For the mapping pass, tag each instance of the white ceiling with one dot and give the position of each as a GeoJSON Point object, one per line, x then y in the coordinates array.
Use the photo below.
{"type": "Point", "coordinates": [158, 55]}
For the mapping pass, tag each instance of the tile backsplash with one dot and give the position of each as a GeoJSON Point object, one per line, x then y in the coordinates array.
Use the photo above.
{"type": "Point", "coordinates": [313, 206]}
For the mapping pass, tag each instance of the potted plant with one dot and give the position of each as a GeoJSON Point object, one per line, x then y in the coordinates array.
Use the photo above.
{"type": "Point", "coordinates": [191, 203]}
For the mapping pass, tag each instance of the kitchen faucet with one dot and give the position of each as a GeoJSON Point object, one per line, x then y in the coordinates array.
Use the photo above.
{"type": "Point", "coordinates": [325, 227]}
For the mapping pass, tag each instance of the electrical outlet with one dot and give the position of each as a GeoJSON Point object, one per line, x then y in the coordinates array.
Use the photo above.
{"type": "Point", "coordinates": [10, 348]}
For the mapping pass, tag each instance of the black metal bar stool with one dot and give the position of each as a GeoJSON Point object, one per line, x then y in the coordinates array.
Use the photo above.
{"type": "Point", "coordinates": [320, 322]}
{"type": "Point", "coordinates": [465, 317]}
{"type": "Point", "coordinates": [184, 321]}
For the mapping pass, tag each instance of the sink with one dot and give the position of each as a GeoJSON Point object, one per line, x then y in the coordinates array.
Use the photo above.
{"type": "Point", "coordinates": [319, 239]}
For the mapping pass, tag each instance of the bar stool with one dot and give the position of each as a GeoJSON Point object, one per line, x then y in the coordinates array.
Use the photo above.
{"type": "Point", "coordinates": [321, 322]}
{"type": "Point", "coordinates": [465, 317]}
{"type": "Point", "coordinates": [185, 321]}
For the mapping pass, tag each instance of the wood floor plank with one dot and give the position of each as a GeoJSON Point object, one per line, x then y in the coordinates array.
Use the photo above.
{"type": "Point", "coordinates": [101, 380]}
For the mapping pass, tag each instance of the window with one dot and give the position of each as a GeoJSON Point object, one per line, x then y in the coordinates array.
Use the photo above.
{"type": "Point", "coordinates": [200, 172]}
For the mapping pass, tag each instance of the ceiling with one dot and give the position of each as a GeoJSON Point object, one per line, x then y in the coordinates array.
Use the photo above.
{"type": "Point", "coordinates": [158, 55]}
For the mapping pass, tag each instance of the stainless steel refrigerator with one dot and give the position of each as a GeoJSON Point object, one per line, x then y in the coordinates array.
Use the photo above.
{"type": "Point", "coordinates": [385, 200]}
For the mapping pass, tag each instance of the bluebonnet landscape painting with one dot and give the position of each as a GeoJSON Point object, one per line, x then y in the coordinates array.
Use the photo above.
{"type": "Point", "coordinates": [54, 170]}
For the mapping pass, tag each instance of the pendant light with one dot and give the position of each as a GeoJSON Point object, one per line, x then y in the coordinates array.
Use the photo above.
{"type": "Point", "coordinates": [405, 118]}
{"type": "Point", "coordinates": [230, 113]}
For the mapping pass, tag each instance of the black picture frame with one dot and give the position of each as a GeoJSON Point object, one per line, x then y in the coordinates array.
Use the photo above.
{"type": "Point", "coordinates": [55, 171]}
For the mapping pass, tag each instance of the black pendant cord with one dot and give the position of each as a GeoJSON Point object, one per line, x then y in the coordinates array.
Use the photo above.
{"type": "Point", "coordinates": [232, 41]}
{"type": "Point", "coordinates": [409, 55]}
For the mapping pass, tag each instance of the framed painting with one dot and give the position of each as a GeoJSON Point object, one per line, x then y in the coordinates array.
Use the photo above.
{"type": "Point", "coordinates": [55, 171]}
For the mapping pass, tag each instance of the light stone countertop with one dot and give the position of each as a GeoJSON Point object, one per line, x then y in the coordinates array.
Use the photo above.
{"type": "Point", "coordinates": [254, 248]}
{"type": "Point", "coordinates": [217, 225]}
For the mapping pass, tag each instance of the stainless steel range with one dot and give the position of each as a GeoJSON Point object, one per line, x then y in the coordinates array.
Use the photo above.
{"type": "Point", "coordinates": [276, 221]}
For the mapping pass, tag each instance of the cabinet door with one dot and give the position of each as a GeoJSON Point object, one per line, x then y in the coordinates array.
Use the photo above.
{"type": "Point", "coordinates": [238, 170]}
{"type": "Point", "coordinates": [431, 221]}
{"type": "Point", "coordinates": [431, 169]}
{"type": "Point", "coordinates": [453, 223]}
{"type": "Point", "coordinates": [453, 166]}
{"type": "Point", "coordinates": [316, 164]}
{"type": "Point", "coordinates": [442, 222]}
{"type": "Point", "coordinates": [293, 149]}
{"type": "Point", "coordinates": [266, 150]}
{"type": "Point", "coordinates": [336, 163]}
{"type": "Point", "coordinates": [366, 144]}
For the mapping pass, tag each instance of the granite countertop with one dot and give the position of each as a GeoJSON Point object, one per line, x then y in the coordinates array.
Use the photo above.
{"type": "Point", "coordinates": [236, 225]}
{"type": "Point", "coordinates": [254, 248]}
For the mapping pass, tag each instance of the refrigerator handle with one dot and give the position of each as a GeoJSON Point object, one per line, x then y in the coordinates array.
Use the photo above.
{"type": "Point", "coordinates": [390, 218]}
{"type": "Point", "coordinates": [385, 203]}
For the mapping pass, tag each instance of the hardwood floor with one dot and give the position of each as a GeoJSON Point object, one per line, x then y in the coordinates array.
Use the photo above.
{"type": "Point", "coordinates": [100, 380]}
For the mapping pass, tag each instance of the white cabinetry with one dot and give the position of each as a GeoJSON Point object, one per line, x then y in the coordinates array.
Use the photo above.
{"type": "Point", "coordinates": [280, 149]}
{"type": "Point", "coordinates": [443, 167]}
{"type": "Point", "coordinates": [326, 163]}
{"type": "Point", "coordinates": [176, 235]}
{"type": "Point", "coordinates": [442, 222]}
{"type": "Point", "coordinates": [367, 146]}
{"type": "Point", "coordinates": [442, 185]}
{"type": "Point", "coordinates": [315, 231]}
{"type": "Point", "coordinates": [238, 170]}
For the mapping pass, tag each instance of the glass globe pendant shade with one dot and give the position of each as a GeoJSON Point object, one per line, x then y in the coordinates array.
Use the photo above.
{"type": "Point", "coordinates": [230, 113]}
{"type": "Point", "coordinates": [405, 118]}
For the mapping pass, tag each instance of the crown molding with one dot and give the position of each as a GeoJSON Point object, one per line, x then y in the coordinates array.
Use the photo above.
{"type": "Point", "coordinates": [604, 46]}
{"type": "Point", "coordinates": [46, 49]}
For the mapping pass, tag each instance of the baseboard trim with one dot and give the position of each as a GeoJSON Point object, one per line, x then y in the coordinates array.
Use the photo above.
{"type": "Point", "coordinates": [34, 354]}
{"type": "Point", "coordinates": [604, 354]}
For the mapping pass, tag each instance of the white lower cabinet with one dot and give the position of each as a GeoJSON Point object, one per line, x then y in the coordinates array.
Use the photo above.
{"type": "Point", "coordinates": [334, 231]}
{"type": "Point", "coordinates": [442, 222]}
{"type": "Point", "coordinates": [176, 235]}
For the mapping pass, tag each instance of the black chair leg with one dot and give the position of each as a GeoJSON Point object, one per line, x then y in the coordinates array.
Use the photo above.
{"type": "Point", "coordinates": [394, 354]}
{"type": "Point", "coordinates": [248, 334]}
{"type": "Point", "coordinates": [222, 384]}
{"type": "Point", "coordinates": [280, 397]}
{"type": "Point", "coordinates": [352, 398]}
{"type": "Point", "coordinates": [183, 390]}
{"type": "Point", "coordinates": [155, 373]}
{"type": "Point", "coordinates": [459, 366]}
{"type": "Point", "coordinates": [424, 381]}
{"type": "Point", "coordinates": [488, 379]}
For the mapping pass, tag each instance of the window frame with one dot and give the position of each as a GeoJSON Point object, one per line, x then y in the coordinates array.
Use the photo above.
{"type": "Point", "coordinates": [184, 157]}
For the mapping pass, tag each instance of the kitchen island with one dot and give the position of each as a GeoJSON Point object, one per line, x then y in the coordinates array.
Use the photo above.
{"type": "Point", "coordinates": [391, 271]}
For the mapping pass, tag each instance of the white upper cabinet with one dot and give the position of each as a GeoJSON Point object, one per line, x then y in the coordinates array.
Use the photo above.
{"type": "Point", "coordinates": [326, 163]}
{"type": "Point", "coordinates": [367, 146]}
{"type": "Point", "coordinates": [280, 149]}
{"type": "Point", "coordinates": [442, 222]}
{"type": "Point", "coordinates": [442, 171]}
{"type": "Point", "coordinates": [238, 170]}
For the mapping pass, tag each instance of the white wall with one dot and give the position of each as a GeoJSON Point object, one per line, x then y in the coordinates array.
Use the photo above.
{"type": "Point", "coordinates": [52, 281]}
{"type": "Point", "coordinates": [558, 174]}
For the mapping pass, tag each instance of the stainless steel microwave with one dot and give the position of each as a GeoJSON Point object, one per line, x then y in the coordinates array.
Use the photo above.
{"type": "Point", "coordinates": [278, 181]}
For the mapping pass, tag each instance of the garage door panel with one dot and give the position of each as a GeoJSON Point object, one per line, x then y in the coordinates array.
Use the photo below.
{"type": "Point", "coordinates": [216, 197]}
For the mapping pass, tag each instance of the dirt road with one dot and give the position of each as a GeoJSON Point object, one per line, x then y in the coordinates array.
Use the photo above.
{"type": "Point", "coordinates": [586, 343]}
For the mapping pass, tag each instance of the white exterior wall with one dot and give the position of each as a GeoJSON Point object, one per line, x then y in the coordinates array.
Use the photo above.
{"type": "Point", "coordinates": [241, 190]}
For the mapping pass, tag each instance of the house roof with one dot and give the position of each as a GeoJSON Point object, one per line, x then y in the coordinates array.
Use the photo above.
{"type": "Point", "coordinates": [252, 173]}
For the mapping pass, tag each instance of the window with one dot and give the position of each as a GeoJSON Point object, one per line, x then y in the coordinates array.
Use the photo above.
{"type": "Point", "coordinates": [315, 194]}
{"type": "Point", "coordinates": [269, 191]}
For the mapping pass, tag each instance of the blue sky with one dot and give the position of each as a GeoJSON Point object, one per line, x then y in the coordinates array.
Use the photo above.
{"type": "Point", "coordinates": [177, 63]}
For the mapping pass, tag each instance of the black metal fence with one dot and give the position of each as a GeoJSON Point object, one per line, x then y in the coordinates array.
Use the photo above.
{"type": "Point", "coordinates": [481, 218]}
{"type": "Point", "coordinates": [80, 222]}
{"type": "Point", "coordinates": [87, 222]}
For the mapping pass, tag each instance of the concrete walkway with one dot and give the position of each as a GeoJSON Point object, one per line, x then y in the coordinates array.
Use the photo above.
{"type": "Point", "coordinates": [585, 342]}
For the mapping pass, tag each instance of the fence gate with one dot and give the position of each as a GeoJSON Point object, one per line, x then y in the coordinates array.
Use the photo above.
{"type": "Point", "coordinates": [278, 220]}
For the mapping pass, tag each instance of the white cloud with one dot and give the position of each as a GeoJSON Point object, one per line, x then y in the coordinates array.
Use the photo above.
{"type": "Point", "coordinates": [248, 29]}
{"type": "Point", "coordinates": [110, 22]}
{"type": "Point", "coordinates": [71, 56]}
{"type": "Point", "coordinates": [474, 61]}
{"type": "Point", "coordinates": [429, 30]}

★ ★ ★

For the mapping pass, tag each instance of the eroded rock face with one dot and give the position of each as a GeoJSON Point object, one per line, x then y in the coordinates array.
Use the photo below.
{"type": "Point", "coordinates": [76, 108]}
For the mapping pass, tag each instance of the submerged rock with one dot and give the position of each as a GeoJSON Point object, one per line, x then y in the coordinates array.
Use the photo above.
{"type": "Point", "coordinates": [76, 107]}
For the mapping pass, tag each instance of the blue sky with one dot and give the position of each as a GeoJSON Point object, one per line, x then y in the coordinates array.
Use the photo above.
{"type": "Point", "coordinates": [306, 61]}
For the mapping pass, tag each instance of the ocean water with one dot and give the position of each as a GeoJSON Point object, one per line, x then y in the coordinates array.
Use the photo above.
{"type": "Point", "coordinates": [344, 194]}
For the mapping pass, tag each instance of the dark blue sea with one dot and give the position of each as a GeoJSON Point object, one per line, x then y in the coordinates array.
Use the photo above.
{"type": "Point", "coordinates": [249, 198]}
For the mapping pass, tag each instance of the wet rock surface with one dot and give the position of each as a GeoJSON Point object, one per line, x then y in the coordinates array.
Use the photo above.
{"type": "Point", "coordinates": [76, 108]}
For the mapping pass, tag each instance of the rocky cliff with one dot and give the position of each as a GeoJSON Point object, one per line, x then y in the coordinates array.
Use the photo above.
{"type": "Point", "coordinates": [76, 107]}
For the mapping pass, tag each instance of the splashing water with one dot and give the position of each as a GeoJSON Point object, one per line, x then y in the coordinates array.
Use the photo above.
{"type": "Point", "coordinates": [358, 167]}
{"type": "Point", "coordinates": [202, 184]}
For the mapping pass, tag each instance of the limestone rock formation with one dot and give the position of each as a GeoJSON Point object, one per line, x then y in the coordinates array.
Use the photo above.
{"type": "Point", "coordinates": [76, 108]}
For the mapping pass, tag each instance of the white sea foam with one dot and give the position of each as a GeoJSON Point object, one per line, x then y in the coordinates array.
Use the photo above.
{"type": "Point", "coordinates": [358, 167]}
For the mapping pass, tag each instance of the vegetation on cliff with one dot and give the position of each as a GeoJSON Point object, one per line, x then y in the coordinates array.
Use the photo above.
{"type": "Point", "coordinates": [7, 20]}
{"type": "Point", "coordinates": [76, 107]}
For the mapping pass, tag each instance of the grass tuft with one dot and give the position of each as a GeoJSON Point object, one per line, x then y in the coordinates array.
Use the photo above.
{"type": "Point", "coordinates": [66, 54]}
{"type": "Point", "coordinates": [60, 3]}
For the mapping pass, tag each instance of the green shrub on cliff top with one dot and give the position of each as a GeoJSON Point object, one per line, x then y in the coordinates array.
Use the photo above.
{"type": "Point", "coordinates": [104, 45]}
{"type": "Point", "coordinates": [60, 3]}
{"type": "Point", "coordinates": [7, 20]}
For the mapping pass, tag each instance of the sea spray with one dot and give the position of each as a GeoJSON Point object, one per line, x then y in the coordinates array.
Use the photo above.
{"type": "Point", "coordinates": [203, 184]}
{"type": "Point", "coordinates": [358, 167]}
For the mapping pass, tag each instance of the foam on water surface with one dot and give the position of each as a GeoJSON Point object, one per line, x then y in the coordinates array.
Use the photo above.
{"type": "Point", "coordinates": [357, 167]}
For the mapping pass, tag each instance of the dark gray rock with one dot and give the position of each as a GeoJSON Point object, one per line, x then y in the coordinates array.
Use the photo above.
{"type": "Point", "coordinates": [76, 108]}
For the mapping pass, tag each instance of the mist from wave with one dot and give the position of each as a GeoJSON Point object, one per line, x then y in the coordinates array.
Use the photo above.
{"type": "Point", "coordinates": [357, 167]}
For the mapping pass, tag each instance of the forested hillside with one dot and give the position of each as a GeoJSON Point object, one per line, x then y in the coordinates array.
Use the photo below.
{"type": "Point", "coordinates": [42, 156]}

★ ★ ★

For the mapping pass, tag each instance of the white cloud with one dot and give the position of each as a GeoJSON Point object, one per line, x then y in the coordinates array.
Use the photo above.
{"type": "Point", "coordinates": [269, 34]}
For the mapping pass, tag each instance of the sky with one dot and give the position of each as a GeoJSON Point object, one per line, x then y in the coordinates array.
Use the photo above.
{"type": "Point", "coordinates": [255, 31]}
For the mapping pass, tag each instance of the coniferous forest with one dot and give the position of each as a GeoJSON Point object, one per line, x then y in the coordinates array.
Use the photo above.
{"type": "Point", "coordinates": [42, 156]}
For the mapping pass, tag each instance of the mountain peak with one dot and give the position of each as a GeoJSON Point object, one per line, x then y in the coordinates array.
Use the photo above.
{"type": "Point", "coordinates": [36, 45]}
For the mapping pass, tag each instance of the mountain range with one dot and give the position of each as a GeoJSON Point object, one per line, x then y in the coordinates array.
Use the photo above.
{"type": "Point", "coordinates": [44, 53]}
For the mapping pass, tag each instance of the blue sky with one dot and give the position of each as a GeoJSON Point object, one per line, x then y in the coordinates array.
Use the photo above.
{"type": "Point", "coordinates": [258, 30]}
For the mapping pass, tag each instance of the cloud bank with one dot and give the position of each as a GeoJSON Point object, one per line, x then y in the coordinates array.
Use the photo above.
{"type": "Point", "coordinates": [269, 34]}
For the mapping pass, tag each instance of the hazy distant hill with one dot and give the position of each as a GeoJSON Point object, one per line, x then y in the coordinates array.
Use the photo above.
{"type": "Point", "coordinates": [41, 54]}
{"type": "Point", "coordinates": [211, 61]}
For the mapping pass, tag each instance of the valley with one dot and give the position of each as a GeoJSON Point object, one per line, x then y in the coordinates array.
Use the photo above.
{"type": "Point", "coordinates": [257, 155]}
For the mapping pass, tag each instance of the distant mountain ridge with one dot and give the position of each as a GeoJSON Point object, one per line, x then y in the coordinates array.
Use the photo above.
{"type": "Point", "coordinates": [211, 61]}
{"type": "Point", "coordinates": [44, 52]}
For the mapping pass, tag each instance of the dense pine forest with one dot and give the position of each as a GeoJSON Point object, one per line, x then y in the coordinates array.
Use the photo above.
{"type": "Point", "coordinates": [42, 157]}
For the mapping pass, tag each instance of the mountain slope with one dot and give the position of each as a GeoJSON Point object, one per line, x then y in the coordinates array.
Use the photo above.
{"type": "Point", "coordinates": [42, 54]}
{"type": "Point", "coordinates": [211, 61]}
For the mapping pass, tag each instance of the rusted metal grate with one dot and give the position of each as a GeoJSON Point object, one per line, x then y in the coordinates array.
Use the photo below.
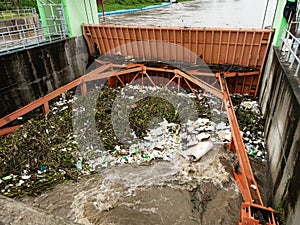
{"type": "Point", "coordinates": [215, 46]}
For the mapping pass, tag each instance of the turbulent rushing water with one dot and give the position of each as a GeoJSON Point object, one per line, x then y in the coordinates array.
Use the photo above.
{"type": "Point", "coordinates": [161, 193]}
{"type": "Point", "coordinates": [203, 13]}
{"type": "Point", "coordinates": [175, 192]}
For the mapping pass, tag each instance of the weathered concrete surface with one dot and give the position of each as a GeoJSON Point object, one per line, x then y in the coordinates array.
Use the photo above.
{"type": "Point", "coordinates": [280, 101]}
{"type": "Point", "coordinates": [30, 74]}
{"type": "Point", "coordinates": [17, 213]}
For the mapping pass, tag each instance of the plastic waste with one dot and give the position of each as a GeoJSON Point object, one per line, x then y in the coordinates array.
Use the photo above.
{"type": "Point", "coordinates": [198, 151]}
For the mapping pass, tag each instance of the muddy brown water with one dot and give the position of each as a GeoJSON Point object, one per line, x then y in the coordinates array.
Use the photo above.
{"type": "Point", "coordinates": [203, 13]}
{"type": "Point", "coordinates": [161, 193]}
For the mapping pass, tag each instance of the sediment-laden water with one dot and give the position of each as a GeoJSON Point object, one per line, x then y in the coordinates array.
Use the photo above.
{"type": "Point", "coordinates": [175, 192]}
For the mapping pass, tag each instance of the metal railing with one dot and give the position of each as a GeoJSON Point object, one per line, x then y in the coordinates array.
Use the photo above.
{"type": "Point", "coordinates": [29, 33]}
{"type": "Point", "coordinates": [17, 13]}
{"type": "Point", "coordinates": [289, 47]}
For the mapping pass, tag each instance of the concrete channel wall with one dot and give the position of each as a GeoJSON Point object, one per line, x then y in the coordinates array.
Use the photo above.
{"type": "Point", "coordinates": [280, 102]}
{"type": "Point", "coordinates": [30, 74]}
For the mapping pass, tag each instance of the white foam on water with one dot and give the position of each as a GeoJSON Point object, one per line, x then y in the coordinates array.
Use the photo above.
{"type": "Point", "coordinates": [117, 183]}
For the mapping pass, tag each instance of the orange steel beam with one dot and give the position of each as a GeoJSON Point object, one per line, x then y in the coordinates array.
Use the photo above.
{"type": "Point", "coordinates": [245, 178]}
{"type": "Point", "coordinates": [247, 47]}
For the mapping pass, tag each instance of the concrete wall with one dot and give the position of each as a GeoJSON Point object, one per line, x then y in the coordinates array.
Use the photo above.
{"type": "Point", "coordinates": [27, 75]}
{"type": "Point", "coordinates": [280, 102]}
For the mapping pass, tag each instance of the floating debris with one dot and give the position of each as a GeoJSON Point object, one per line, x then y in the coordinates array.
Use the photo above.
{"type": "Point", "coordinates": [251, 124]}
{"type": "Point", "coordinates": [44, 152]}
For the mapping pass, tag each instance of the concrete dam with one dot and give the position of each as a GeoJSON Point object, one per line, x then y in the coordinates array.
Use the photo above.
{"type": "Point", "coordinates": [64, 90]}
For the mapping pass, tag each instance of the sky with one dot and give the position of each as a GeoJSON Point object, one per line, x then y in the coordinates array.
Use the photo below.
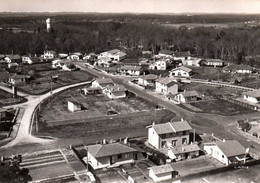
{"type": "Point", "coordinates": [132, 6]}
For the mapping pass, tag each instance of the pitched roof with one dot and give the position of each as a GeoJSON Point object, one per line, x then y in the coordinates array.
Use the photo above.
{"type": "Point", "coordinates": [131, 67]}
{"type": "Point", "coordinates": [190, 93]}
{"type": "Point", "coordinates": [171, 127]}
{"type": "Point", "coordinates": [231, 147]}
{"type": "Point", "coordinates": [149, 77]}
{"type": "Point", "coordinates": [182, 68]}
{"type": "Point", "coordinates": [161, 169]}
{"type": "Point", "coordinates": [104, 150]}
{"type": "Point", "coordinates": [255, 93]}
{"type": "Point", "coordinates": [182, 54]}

★ ★ ★

* What the task asks *
Gather every line in the entries above that contains the word "refrigerator", and list them in their original order.

* The output *
For the mapping pass, tag each instance of the stainless steel refrigerator with one dot and give the position of each as a GeoJSON Point object, one per line, x then y in the coordinates array.
For the mapping pass, tag each instance of the refrigerator handle with one dot and give the position of each as a GeoJSON Point object, one per line, x then y in the coordinates array.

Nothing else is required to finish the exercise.